(Photo-based referring expression data)
· · · ·

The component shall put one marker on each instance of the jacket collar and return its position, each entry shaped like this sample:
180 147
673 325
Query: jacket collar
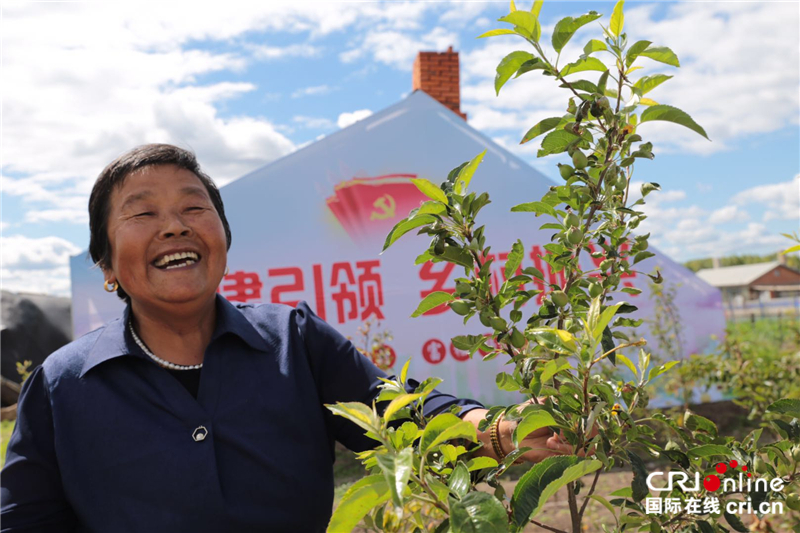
115 340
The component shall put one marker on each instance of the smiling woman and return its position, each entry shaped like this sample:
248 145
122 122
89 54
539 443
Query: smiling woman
189 412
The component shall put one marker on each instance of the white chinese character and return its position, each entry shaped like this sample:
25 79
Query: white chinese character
693 506
672 505
652 506
711 505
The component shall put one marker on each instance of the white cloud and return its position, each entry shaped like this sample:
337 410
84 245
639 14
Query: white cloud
398 49
312 91
278 52
729 213
780 200
313 122
346 119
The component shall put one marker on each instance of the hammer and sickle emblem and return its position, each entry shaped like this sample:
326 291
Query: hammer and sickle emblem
385 206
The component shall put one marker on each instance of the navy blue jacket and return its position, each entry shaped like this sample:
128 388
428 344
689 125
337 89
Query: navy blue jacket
106 440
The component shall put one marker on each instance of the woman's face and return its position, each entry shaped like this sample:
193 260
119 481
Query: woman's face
167 241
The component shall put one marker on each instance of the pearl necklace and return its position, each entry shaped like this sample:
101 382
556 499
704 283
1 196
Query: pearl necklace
154 357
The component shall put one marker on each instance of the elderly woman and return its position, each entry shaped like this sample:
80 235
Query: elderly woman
189 413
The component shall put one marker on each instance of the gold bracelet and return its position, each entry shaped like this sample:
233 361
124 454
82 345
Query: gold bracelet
495 437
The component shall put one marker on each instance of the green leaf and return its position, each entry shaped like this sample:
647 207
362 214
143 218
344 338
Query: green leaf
542 126
534 207
661 54
556 142
509 65
657 371
404 226
645 84
635 50
566 28
639 490
590 63
366 494
434 299
357 413
708 450
459 480
671 114
396 471
545 479
785 406
617 19
627 362
398 403
514 258
430 190
478 512
465 174
444 427
532 422
594 46
604 320
494 33
479 463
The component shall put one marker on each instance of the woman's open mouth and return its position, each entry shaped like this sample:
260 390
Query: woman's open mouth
178 260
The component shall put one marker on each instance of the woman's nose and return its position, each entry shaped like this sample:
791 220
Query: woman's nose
174 225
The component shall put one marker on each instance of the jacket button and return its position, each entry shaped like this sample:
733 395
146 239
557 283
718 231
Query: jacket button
200 434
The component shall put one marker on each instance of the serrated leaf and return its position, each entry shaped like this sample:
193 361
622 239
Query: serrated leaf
545 479
514 258
494 33
662 54
444 427
434 299
566 28
532 422
357 413
542 126
525 20
708 450
645 84
785 406
430 190
509 65
459 480
465 174
634 51
478 512
594 46
398 403
590 63
396 470
534 207
366 494
404 226
617 19
671 114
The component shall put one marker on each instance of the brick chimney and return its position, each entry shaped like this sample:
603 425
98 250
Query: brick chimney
436 73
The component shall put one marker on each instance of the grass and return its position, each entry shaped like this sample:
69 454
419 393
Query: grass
6 427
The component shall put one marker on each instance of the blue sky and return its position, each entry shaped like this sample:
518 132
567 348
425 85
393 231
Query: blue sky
246 83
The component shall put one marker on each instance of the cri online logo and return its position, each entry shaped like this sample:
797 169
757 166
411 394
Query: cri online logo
712 482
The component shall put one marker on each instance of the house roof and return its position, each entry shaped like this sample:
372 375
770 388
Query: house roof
735 276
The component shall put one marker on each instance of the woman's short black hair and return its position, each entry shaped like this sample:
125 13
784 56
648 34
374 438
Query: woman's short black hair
114 175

· · · ·

Set down every entry exactly as it appears, but skip the pictures.

__Written solution__:
The component shall put one marker on each instance of the jacket collar and return its position, each entry shaped like this sample:
180 147
673 325
Query: jacket collar
115 340
The component shall put one marker on each instance of the smiling woman and return its position, each entry shaped like this sample:
248 145
122 122
89 54
539 443
Query: smiling woman
189 412
The component shall put one marker on each instance of the white chinese character and return its position, each entry shaped like this sample:
25 79
Query: white chinese character
693 506
672 505
652 506
711 505
The component shall put one marker on each instance of the white cloud and return its position, each entry shaped like this sample:
337 410
84 245
639 14
Query: white cloud
398 49
312 91
278 52
729 213
780 200
313 122
346 119
The component shall put one marker on each instance of the hammer and sickle emblem and return its position, each entry shaped like this sample:
326 291
Query: hammer and sickle emblem
385 206
The component shall put one marker on each instance of the navy blue jacket and return its position, each entry shaped like this sample:
128 388
428 344
689 125
337 89
Query: navy blue jacket
106 440
The component shall put one marker on each instance of the woman's face and return its position, each entry shaped like this sample:
193 260
119 481
Query: woman's face
167 241
The component shall put one marker on each instance of the pearl necklace and return its position, each entry shaped like this sample:
101 382
556 499
704 283
1 196
Query: pearl necklace
154 357
The component shall put one marker on each instance of the elderly woman and return its position, each entry shaped like this sample:
80 235
Query: elderly woman
189 413
The component shall put one marker on each instance of the gold bracelet and return its position, each entry shaped like this sample:
233 361
124 454
82 345
Query: gold bracelet
495 437
The component shall put one marker on each instance of the green leaf and return its position, each entry shaped like this sample:
647 207
362 214
143 218
344 338
Query: green leaf
542 126
534 207
661 54
556 142
509 65
657 371
404 226
645 84
635 50
566 28
639 490
590 63
366 494
434 299
357 413
708 450
459 480
671 114
396 471
545 479
785 406
617 19
627 362
398 403
514 258
430 190
478 512
465 174
444 427
532 422
594 46
604 320
494 33
479 463
The component shall put one marker on each instance of the woman's open mouth and return its position, each entry shaped like this sample:
260 390
Query: woman's open mouth
178 260
The component shall put one marker on each instance of the woman's nose and return its position, each entry shaped like this sample:
791 220
Query: woman's nose
174 225
The component shall put one marker on each instance of the jacket button and return its position, each entry shaped like this sample:
733 395
146 239
557 283
718 231
Query: jacket button
200 434
The component shall put one marker on each instance of the serrated leaf and return its position, each entry shaped like this sample:
193 361
622 239
Query: serrated leaf
545 479
514 258
494 33
662 54
444 427
434 299
566 28
532 422
357 413
542 126
525 20
708 450
645 84
785 406
430 190
509 65
459 480
465 174
634 51
478 512
594 46
398 403
590 63
396 470
534 207
366 494
404 226
617 19
671 114
The component shall put one marker on each instance of the brick chimney and return its position, each entry shaped like this sample:
603 425
98 250
Query: brick chimney
436 73
The component shall put one marker on each instance of the grass and return its position, each entry shaped like this sample:
69 454
419 393
Query: grass
6 427
The component shall put one marker on each instance of the blue sky and return its position, each entry shaped like this sample:
518 132
567 348
425 85
393 231
Query: blue sky
246 83
The component shall put one marker on each instance of the cri online logo and return its position, each entry shaped like this sample:
797 169
757 166
411 394
Query: cri online logo
712 482
The component shall put one marker on each instance of the house roof and return its position, each entry shaped like this sample:
372 375
770 388
Query: house roof
735 276
The component shall put one marker on each instance of the woman's short black hair and return its position, each entry shaped like this sample:
125 13
784 56
648 34
374 438
Query: woman's short black hair
114 175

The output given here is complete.